[Opening Study material section]
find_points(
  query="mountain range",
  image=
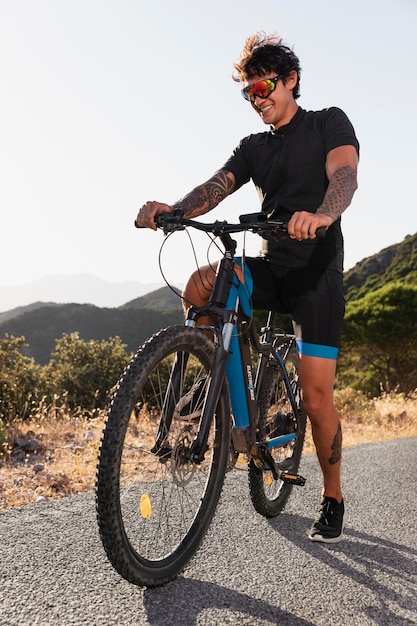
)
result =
(81, 288)
(41, 323)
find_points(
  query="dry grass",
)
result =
(55, 457)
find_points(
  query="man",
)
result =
(304, 169)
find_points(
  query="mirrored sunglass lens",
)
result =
(261, 89)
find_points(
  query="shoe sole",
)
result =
(320, 539)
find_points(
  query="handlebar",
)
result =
(255, 222)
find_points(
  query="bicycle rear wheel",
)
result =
(276, 417)
(154, 505)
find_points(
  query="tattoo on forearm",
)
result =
(339, 193)
(336, 447)
(206, 196)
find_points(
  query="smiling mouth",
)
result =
(265, 109)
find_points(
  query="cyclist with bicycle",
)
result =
(304, 168)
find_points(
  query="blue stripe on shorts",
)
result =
(316, 349)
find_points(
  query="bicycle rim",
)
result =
(154, 505)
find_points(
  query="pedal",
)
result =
(293, 479)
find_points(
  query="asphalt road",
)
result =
(250, 571)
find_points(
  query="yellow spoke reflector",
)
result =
(145, 506)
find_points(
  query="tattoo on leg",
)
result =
(336, 447)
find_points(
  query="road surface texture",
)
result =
(249, 571)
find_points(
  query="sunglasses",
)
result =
(261, 89)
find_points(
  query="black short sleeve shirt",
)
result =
(287, 167)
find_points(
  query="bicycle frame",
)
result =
(230, 301)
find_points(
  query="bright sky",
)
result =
(106, 104)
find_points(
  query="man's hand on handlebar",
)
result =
(303, 225)
(148, 212)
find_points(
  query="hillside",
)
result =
(397, 262)
(42, 323)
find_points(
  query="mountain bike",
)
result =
(191, 401)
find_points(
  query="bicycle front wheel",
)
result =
(154, 504)
(277, 417)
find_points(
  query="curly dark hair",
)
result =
(263, 54)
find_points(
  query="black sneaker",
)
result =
(189, 407)
(329, 526)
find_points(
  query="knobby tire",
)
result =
(154, 505)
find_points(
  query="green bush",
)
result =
(84, 371)
(19, 379)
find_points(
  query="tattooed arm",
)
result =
(199, 201)
(341, 167)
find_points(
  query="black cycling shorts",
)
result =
(313, 296)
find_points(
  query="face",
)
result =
(279, 106)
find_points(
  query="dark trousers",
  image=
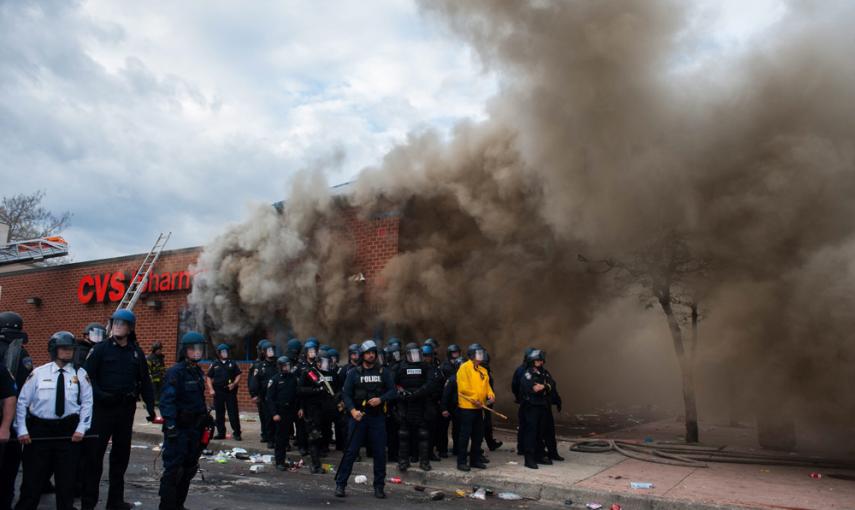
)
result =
(108, 422)
(283, 433)
(471, 435)
(374, 428)
(225, 400)
(264, 419)
(533, 420)
(45, 458)
(180, 464)
(11, 461)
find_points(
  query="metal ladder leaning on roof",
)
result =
(141, 278)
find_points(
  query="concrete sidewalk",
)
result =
(602, 478)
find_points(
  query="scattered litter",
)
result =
(479, 494)
(640, 485)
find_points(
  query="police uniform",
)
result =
(317, 400)
(222, 373)
(260, 373)
(55, 403)
(282, 400)
(363, 384)
(182, 405)
(415, 381)
(119, 377)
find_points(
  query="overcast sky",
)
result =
(141, 117)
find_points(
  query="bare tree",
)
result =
(28, 219)
(670, 276)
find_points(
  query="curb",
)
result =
(543, 493)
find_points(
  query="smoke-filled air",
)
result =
(624, 177)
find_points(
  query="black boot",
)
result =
(530, 462)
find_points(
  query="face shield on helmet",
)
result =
(195, 352)
(96, 335)
(414, 355)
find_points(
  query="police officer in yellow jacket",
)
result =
(474, 393)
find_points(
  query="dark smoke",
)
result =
(610, 127)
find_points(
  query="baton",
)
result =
(497, 413)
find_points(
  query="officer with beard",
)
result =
(366, 392)
(317, 404)
(260, 373)
(414, 381)
(16, 358)
(119, 373)
(185, 416)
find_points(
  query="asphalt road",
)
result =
(231, 486)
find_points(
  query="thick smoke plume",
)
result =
(612, 126)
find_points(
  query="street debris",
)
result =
(481, 494)
(640, 485)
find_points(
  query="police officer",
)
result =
(93, 334)
(317, 404)
(262, 370)
(119, 373)
(156, 368)
(516, 380)
(473, 394)
(282, 406)
(54, 411)
(535, 395)
(185, 416)
(16, 358)
(414, 380)
(366, 391)
(447, 369)
(222, 380)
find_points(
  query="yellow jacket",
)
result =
(473, 384)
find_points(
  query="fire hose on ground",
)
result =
(698, 456)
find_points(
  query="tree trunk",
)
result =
(687, 370)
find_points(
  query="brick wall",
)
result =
(376, 241)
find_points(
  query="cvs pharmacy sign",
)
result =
(105, 287)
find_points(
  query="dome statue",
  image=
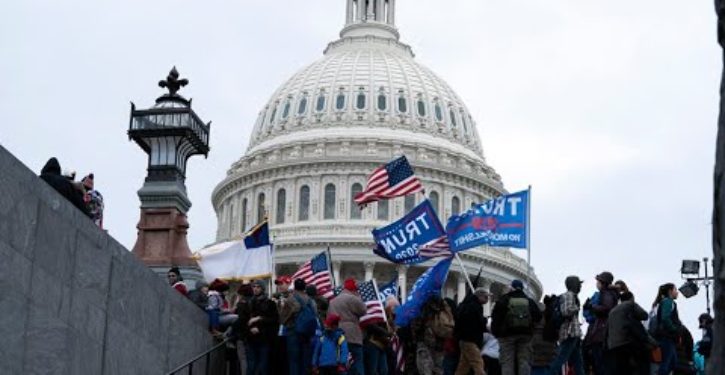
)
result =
(365, 102)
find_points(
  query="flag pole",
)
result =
(528, 238)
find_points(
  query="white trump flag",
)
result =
(248, 258)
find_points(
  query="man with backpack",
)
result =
(299, 317)
(513, 319)
(350, 307)
(564, 321)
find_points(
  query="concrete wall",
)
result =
(73, 300)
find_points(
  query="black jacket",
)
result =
(500, 310)
(51, 175)
(470, 323)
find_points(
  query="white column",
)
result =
(391, 12)
(336, 265)
(461, 287)
(403, 282)
(349, 13)
(361, 10)
(369, 268)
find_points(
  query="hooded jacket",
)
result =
(51, 175)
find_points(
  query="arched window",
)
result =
(320, 103)
(244, 215)
(329, 212)
(383, 210)
(340, 101)
(355, 211)
(361, 100)
(439, 112)
(402, 104)
(382, 102)
(409, 203)
(421, 108)
(261, 208)
(303, 213)
(285, 111)
(302, 107)
(433, 197)
(281, 205)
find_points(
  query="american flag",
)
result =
(436, 248)
(369, 294)
(316, 271)
(391, 180)
(397, 347)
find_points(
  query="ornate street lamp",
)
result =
(170, 133)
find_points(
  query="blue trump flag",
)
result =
(416, 237)
(428, 284)
(502, 221)
(389, 289)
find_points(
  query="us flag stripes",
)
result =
(316, 271)
(391, 180)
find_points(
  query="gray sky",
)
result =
(607, 108)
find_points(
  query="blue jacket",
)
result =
(330, 349)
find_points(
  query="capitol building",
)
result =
(365, 102)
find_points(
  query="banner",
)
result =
(415, 238)
(427, 285)
(249, 258)
(501, 221)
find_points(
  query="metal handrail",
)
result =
(190, 363)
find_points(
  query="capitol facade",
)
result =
(364, 103)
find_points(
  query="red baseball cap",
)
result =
(283, 279)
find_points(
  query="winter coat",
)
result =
(264, 308)
(350, 308)
(623, 320)
(330, 349)
(51, 175)
(608, 299)
(500, 311)
(470, 323)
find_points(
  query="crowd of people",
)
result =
(81, 194)
(296, 331)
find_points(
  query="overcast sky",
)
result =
(607, 108)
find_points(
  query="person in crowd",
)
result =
(569, 330)
(51, 175)
(298, 315)
(434, 326)
(608, 299)
(331, 349)
(628, 343)
(685, 349)
(240, 328)
(176, 281)
(490, 354)
(451, 353)
(704, 347)
(543, 351)
(470, 325)
(513, 320)
(93, 200)
(350, 307)
(261, 330)
(278, 357)
(666, 326)
(199, 295)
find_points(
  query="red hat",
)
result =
(350, 285)
(219, 285)
(283, 279)
(332, 320)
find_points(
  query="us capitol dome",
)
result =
(365, 102)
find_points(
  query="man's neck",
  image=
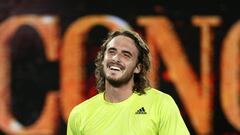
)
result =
(118, 94)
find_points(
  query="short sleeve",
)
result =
(72, 123)
(171, 122)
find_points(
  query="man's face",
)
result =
(120, 60)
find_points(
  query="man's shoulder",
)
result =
(157, 95)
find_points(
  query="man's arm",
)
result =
(171, 121)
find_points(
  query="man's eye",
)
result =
(127, 55)
(111, 52)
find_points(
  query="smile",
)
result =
(115, 68)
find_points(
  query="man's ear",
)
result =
(138, 68)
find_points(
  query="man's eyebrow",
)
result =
(127, 52)
(111, 48)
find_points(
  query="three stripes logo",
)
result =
(141, 111)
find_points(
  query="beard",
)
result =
(117, 82)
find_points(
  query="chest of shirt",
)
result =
(119, 120)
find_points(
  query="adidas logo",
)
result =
(141, 111)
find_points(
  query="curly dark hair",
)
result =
(140, 80)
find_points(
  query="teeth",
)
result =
(114, 68)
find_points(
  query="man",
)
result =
(126, 104)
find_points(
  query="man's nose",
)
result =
(116, 58)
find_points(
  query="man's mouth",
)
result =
(115, 68)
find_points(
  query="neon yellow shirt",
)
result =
(154, 113)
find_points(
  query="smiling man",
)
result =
(126, 104)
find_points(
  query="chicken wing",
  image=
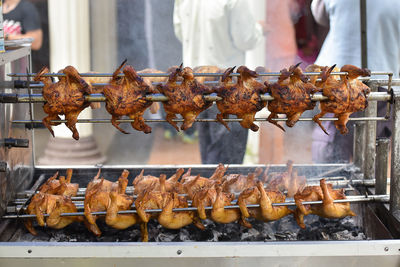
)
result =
(65, 97)
(126, 96)
(345, 96)
(291, 96)
(185, 98)
(241, 99)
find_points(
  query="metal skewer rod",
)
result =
(198, 120)
(38, 98)
(355, 199)
(271, 74)
(335, 181)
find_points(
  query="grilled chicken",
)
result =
(218, 213)
(193, 184)
(155, 199)
(142, 182)
(62, 186)
(126, 96)
(185, 99)
(327, 209)
(241, 99)
(345, 96)
(66, 97)
(291, 96)
(97, 197)
(54, 205)
(285, 181)
(266, 212)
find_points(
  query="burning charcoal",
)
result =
(184, 235)
(165, 237)
(250, 235)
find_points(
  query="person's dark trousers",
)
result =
(217, 144)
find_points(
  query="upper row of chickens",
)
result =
(126, 95)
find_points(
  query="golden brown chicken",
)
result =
(345, 96)
(97, 197)
(142, 182)
(236, 183)
(241, 99)
(266, 212)
(126, 96)
(288, 181)
(62, 186)
(192, 184)
(65, 97)
(54, 205)
(185, 99)
(218, 213)
(167, 201)
(291, 96)
(327, 209)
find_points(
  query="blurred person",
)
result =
(21, 20)
(217, 33)
(343, 46)
(281, 51)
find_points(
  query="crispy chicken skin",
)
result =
(125, 96)
(97, 197)
(65, 97)
(345, 96)
(142, 182)
(241, 99)
(54, 205)
(218, 213)
(185, 99)
(327, 209)
(60, 186)
(291, 96)
(266, 212)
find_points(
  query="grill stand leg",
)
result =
(370, 138)
(359, 144)
(395, 160)
(382, 157)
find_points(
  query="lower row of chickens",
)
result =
(210, 198)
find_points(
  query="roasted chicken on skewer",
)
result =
(266, 212)
(345, 96)
(327, 209)
(291, 96)
(142, 182)
(54, 205)
(98, 198)
(185, 99)
(125, 96)
(241, 99)
(193, 184)
(65, 97)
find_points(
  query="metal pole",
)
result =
(382, 157)
(370, 138)
(359, 141)
(395, 160)
(363, 24)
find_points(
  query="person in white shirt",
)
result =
(218, 33)
(343, 46)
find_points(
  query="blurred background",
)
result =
(96, 35)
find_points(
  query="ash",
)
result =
(283, 230)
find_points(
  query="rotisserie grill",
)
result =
(369, 238)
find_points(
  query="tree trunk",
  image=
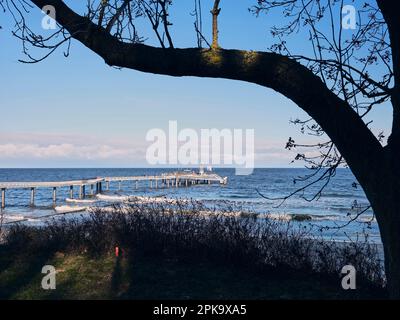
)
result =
(215, 12)
(384, 196)
(390, 235)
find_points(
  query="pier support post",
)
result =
(32, 197)
(54, 195)
(3, 198)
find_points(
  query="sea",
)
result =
(263, 192)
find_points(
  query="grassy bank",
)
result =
(181, 253)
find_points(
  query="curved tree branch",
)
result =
(350, 134)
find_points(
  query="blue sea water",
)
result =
(332, 209)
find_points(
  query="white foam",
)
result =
(104, 197)
(69, 200)
(69, 209)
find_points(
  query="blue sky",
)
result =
(78, 112)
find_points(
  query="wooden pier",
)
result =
(167, 180)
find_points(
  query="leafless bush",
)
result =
(191, 232)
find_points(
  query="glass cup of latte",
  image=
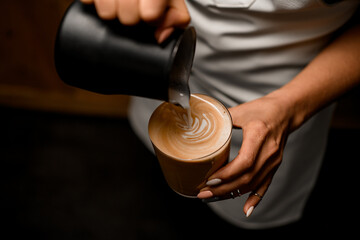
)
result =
(191, 144)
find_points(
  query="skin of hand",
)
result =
(164, 14)
(267, 121)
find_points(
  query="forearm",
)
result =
(328, 76)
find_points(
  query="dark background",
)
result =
(73, 177)
(71, 167)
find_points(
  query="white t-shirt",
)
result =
(246, 49)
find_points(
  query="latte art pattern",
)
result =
(196, 128)
(178, 133)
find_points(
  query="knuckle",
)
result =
(150, 15)
(260, 129)
(246, 179)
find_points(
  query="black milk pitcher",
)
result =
(107, 57)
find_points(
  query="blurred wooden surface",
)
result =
(27, 74)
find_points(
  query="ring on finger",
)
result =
(236, 194)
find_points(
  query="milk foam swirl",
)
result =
(177, 133)
(196, 128)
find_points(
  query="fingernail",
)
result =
(205, 194)
(213, 182)
(164, 34)
(249, 211)
(209, 200)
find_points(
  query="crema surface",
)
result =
(177, 134)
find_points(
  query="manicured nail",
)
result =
(209, 200)
(213, 182)
(249, 211)
(205, 194)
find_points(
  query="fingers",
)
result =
(257, 195)
(128, 11)
(87, 1)
(106, 9)
(165, 14)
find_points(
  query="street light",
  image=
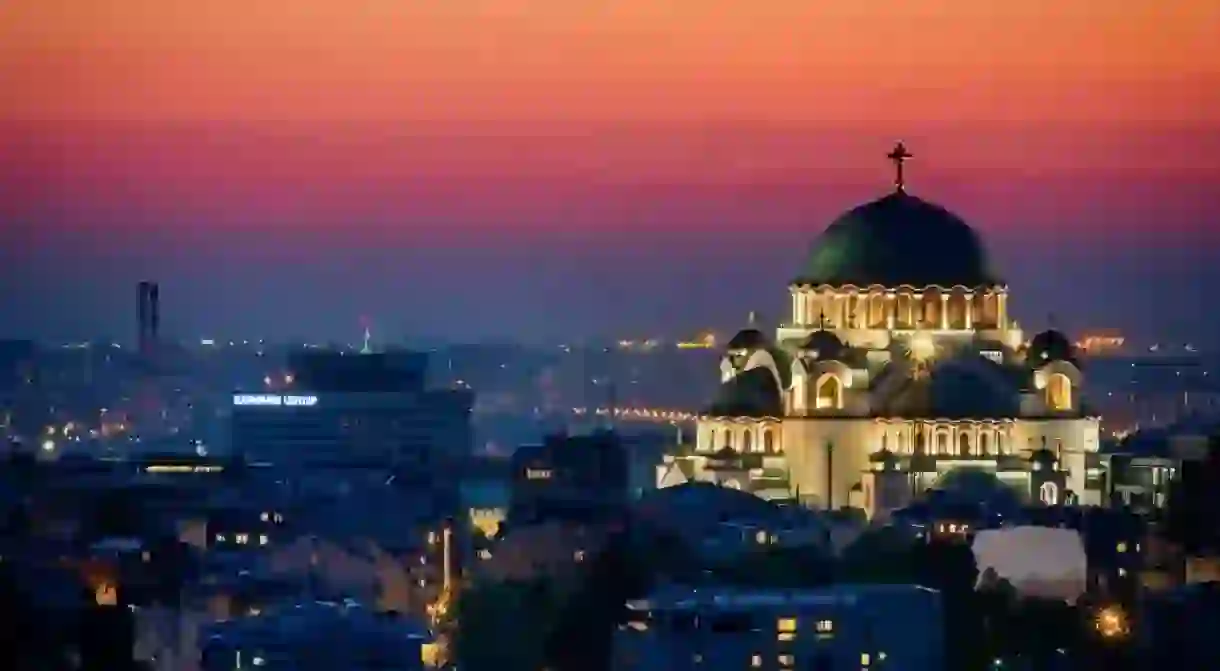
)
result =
(1112, 622)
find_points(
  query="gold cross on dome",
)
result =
(899, 156)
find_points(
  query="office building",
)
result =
(569, 476)
(316, 636)
(837, 628)
(344, 408)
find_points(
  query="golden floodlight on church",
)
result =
(921, 348)
(1112, 622)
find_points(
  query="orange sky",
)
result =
(797, 60)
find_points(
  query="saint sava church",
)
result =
[Closing Study material section]
### Work instruction
What is the number of lines in these records that contain "blurred"? Reply with the number only.

### Response area
3